* [Prompt]
Format every item below as a two-column CSV with the headers item_text and answer. Give one row per item, put each value in its own quoted field, and replace any line breaks with spaces.

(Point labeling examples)
----

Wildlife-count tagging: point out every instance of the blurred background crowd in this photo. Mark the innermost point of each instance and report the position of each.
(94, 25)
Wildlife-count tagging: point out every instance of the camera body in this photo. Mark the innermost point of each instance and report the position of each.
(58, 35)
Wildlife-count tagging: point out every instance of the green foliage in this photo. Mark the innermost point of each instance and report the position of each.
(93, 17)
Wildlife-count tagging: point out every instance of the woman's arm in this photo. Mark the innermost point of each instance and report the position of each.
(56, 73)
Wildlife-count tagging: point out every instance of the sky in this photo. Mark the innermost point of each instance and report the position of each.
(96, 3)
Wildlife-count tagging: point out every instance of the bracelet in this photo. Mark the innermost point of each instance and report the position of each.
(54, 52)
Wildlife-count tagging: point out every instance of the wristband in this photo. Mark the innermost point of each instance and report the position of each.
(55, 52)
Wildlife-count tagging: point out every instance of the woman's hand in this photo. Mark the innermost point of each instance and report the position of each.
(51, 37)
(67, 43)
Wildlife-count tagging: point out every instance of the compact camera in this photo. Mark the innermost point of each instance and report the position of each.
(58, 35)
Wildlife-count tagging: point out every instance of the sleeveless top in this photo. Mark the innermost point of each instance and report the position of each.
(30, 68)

----

* [The completed task]
item_text,answer
"Wildlife-count tagging: point out every instance of the blurred background crowd in this photo. Mark the innermost point of each instance and report the position of each.","(94, 25)"
"Wildlife-count tagging: point out every instance of the camera body in this photo. Mark the innermost point of each instance and report the position of each.","(58, 35)"
"Wildlife-count tagging: point out every instance of the green foliage in this photo. Mark the innermost point of each instance and report the position of each.","(93, 17)"
"Wildlife-count tagging: point out every instance of the woman's arm in this photo. Mark the innermost point of each instance and report the position of each.","(56, 73)"
"Wildlife-count tagging: point out every instance of the sky in this photo. Mark the innermost point of each instance and report the position of each.","(96, 3)"
"Wildlife-count tagging: point out every instance of the bracelet in this photo. Mark the innermost point of each instance and report the position of each.","(54, 52)"
"Wildlife-count tagging: point out every instance of the wristband in this photo. Mark the innermost point of each instance and report the position of each.","(55, 52)"
"Wildlife-count tagging: point out every instance of the woman's hand in this photo. Mark the innermost point of each instance and report the position of each.","(51, 37) (67, 43)"
"Wildlife-count tagging: point out every instance of the compact camera in this photo. Mark the innermost point of each instance and report the position of each.","(58, 35)"
"Wildlife-count tagging: point out every instance of the sleeveless top in this photo. Mark the innermost point of each instance and report the position of each.","(30, 68)"